**AVAILABLE DATA**
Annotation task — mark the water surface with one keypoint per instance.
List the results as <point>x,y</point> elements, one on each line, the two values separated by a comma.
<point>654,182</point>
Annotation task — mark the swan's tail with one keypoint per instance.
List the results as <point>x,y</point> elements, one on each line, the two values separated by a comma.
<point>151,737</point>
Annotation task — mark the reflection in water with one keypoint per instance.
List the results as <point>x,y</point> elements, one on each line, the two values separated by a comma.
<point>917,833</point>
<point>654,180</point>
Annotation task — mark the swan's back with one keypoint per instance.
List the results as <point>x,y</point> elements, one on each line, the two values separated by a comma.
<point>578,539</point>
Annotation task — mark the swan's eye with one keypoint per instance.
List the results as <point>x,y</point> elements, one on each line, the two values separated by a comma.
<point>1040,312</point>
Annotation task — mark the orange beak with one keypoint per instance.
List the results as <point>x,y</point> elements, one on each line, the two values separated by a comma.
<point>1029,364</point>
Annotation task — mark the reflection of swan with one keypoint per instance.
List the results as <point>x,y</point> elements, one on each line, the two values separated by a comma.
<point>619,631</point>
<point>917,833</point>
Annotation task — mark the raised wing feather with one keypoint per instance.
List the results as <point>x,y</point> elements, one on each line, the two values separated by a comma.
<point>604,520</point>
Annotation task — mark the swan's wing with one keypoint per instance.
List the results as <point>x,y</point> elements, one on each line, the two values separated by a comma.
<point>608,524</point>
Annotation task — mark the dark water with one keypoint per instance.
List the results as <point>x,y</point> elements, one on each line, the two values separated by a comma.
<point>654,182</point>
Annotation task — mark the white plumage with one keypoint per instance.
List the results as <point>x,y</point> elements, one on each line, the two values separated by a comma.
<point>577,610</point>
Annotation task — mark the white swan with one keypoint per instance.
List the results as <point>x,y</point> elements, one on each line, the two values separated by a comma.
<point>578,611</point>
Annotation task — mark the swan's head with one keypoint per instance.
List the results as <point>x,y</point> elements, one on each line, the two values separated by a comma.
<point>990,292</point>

**WHAT IS ASKED**
Please repeat the listing above, substituting "marker" for each "keypoint" and keeping everything else unchanged.

**SOLUTION**
Annotation task — mark the water surface with one marker per instance.
List the results as <point>x,y</point> elements, one on each line, the two values separated by a comma.
<point>654,182</point>
Annotation task — mark the swan's tail with one marker per instance.
List the results as <point>x,y</point> elements, one on each line, the two values separated by a comma.
<point>151,737</point>
Annotation task — mark the reflection in water with one marker per instance.
List the results as <point>x,y</point> elements, one on each line, the two values separated by a comma.
<point>917,833</point>
<point>654,180</point>
Annotation task — mark the swan's back with one marker per instance.
List the results as <point>x,y</point> elements, one on each line, the two values separated by a comma.
<point>578,539</point>
Annotation task — mark the swan's eye with one marker per instance.
List the results as <point>x,y</point> elements, one on each line, the two values separated by a comma.
<point>1040,312</point>
Annotation task — mark the orange beak with one marker per instance.
List the results as <point>x,y</point> elements, one on each line, the two values separated by a comma.
<point>1029,364</point>
Annotation task — mark the reflection of swan with one marker per instance.
List the results as <point>x,y</point> elements, one on each line, the two values separated by a comma.
<point>619,631</point>
<point>917,833</point>
Annotation task — mark the raised wing feather with one marker per instance.
List the results as <point>x,y</point> elements, one on each line, the two values separated by a comma.
<point>604,520</point>
Annotation task — mark the swan's wing with one marker per instance.
List the results as <point>x,y</point> elements, one on each line, the two values separated by a comma.
<point>608,524</point>
Annotation task — mark the dark water with one marker per instance.
List the results as <point>x,y</point> elements, one on each line, the two values separated by a comma.
<point>654,182</point>
Annotation task — mark the white plumage with one marker per instance.
List the results as <point>x,y</point> elements, one on each line, the two values separated by a comma.
<point>577,610</point>
Annotation task — mark the white swan with one marker per instance.
List the results as <point>x,y</point> elements, one on each line, the two values separated by a comma.
<point>578,611</point>
Annotation task — mark the swan's head with one marker per instance.
List the results as <point>x,y</point> elements, one on each line, the two values separated by a comma.
<point>990,292</point>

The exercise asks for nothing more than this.